Could you copy out the records below without changing a character, starting at the line that contains "Guideline: one keypoint per instance of the table" and stopping after the line that contains "[(55, 214)]", with both of those lines included?

start Record extracts

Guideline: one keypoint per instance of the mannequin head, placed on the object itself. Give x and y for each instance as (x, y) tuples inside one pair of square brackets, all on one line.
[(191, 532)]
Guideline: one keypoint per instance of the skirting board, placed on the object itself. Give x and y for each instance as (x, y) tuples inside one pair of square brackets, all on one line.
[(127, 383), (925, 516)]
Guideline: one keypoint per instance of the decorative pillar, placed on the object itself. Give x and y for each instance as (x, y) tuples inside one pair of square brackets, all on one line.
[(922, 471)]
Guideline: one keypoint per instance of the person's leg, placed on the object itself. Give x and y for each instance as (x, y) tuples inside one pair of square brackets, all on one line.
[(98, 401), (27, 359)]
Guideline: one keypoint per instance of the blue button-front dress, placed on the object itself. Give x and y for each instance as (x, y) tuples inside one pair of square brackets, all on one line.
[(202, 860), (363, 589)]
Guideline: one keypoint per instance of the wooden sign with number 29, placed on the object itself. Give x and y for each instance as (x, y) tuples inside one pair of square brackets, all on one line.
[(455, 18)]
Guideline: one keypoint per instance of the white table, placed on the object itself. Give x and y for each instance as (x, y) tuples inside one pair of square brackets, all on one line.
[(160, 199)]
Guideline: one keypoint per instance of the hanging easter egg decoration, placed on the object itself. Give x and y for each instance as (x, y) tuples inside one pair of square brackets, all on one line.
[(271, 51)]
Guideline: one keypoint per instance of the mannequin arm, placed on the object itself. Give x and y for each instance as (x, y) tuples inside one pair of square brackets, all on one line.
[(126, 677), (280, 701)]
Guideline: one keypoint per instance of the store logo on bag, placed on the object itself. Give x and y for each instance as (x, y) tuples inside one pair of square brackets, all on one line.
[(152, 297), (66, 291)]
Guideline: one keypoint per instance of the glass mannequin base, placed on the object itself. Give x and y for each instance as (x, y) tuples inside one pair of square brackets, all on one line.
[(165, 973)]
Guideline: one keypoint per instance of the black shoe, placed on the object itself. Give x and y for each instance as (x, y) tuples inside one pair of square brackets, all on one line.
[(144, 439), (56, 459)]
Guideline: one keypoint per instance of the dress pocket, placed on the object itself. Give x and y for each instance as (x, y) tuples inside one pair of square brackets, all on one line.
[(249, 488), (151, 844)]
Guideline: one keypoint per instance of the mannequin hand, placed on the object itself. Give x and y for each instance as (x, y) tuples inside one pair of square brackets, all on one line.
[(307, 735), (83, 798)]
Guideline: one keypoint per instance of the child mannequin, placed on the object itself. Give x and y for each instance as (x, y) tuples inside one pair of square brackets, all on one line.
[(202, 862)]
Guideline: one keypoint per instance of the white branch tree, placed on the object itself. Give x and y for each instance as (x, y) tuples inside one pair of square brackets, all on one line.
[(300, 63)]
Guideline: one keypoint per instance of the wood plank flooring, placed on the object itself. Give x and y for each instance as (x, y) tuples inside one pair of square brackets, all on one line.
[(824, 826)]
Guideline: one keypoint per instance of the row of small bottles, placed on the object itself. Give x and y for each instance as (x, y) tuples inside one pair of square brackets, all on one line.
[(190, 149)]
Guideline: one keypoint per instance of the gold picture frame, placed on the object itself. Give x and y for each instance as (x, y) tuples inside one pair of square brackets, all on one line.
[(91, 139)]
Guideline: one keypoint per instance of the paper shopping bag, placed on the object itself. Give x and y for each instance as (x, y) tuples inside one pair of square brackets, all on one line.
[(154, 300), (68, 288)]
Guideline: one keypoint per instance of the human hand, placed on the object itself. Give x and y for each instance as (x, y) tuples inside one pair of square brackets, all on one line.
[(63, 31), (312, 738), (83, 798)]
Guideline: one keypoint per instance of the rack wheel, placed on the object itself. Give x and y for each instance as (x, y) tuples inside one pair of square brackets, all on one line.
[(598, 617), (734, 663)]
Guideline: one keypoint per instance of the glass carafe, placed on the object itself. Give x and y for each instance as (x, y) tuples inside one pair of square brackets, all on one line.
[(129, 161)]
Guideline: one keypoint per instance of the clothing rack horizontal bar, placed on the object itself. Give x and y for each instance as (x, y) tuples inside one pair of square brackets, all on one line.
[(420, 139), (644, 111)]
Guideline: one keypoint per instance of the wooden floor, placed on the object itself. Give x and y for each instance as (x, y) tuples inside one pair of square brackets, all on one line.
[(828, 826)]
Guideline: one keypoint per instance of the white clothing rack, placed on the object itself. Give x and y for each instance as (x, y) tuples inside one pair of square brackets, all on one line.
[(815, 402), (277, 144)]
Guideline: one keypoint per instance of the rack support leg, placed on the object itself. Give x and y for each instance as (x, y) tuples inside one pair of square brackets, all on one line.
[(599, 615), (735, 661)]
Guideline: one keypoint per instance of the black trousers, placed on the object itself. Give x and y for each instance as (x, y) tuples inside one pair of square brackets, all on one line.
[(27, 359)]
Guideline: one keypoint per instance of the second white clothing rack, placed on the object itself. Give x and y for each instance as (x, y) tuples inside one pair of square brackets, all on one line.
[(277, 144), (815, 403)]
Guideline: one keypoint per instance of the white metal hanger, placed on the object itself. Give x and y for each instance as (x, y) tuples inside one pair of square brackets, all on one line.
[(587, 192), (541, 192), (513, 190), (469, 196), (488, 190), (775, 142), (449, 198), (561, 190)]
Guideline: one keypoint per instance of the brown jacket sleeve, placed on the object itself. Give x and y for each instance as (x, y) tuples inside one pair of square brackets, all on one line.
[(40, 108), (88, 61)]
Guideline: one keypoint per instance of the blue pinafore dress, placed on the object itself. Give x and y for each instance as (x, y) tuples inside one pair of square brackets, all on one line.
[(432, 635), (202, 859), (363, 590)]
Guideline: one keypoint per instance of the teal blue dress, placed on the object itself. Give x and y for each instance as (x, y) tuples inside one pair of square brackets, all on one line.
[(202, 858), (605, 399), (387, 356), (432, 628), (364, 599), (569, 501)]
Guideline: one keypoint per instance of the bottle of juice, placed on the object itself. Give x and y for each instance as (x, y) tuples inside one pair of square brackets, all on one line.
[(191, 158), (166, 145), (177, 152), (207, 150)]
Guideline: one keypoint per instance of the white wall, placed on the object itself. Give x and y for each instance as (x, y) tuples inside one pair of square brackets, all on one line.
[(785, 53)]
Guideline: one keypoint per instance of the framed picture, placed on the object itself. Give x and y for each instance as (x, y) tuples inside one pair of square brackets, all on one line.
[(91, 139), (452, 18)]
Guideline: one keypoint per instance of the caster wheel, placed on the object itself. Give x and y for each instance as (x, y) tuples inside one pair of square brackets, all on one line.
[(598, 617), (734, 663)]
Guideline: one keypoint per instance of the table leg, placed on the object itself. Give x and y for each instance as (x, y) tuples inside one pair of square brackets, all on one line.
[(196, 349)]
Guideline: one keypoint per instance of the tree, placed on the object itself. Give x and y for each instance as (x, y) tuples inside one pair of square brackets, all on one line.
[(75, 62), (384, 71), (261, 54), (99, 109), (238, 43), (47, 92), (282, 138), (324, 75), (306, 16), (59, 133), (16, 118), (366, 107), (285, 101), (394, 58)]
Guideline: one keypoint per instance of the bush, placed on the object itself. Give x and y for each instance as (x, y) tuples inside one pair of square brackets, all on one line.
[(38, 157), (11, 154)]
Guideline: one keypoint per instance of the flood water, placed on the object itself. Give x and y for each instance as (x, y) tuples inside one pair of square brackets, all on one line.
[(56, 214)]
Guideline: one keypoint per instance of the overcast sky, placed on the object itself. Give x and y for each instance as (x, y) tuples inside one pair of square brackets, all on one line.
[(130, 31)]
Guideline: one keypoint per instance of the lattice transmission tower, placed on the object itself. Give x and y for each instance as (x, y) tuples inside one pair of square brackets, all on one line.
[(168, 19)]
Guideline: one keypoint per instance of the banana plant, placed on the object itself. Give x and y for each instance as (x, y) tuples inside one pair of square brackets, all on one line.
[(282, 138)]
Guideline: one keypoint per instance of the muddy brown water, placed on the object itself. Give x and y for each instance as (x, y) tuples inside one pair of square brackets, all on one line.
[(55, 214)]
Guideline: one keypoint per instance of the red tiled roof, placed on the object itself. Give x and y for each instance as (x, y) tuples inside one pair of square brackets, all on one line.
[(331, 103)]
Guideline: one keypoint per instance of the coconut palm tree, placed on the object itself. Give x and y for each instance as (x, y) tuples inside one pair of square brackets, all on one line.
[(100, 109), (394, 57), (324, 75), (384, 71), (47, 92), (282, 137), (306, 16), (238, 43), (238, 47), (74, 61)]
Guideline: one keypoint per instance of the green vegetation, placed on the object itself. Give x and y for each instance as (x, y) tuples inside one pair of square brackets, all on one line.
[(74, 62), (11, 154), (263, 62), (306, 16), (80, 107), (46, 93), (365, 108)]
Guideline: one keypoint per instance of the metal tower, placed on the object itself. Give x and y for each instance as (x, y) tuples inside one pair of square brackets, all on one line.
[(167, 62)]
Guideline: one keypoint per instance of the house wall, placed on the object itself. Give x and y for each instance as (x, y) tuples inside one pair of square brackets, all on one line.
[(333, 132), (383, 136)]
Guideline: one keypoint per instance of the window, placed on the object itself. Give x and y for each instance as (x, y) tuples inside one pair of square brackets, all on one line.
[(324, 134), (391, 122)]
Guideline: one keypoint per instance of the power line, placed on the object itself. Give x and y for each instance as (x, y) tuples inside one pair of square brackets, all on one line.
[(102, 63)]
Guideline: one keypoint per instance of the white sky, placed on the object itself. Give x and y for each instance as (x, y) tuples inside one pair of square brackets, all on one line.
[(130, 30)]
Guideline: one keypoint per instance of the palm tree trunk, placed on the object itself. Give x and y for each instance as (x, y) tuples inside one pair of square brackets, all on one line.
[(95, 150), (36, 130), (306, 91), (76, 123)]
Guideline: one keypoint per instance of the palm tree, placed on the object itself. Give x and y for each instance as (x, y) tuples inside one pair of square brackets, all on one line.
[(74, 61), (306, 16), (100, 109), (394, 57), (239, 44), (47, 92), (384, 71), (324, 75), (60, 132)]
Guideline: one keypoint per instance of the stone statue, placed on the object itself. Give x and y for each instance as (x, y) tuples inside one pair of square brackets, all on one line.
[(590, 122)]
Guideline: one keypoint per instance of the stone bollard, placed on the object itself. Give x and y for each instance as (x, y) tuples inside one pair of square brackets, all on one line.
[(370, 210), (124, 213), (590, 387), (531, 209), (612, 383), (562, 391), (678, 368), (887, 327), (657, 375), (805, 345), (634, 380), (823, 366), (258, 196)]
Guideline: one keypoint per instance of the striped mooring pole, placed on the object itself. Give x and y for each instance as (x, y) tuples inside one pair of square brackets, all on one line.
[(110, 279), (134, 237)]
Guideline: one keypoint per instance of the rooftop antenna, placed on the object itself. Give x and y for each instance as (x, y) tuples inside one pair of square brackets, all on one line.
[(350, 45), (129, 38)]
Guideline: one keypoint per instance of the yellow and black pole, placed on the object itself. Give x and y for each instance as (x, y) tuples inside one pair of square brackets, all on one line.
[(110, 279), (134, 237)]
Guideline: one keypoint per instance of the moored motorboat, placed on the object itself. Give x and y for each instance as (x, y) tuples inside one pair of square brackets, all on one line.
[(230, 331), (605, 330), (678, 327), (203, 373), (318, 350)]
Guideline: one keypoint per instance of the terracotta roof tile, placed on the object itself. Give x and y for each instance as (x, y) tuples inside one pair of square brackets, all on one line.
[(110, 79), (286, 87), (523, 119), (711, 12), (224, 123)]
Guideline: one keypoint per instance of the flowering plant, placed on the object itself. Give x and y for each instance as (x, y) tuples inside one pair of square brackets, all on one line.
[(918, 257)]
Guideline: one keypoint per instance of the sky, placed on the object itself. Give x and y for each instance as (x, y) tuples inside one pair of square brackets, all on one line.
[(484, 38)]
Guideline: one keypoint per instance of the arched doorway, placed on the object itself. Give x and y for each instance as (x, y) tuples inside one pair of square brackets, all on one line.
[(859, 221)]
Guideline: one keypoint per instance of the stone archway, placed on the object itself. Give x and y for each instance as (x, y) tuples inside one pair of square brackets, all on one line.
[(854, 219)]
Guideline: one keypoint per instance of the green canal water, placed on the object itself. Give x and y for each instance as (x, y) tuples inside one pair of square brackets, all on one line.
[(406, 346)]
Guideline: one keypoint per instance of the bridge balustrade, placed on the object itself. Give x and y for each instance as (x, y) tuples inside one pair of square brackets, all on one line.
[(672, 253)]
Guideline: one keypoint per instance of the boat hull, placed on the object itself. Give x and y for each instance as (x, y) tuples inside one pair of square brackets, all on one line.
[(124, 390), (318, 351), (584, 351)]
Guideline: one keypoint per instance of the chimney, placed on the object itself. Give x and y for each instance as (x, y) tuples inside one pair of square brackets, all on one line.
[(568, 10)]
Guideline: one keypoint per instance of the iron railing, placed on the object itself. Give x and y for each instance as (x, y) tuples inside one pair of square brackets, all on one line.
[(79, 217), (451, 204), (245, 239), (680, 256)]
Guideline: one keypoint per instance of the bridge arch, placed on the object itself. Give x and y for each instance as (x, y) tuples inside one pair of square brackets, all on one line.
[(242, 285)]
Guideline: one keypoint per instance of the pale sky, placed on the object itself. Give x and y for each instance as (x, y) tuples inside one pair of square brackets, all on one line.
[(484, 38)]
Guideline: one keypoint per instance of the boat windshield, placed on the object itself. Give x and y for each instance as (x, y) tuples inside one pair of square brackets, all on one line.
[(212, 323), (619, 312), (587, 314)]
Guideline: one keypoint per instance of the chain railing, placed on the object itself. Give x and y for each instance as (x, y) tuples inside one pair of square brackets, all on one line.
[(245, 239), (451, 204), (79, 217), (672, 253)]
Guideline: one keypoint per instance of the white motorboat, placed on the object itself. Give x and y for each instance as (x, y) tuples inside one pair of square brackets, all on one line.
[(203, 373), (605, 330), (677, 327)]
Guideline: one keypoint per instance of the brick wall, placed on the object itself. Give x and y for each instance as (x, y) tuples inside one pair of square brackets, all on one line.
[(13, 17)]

end Record extracts

▶ [Written answer]:
Guideline: one keypoint per instance of the table leg, placed on the object itself. Give x and y for each instance as (x, y) tuples inside one pair of square brackets, all on one line.
[(196, 349)]
Guideline: one keypoint per instance of the tree, placed on the object itself. Give x and y for each instance as (x, y) tuples inside one pair of square brackets, all on one line.
[(75, 62), (384, 71), (261, 54), (99, 109), (238, 43), (47, 92), (282, 138), (324, 75), (306, 16), (59, 133), (16, 118), (366, 107), (285, 101), (394, 58)]
Guideline: one keypoint per instance of the bush, placed on the object itself. Give x and y for each instance as (x, y) tuples inside one pair of square brackets, all on one line.
[(38, 157), (11, 154)]
Guideline: one keypoint per instance of the flood water, placed on the object itself. Give x and y for each instance as (x, y) tuples inside one pair of square brackets, all on one line.
[(56, 214)]
Guideline: one keypoint per instance of the overcast sky, placed on the object itself. Give x and y for each instance as (x, y) tuples inside one pair of square brackets, all on one line.
[(130, 31)]
Guideline: one keypoint per instance of the lattice transmission tower, placed on the object itself. Give x and y for each instance as (x, y) tuples inside one pair of square brackets, all on one line.
[(168, 19)]
Guideline: one keypoint per instance of the banana plant, placed on the object itself. Give x and y for each instance as (x, y) tuples inside one pair of square brackets, all on one line.
[(282, 138)]
Guideline: one keypoint per instance of the muddy brown water, placed on the object itself. Give x and y for each instance as (x, y) tuples inside one pair of square brackets, all on one line.
[(55, 214)]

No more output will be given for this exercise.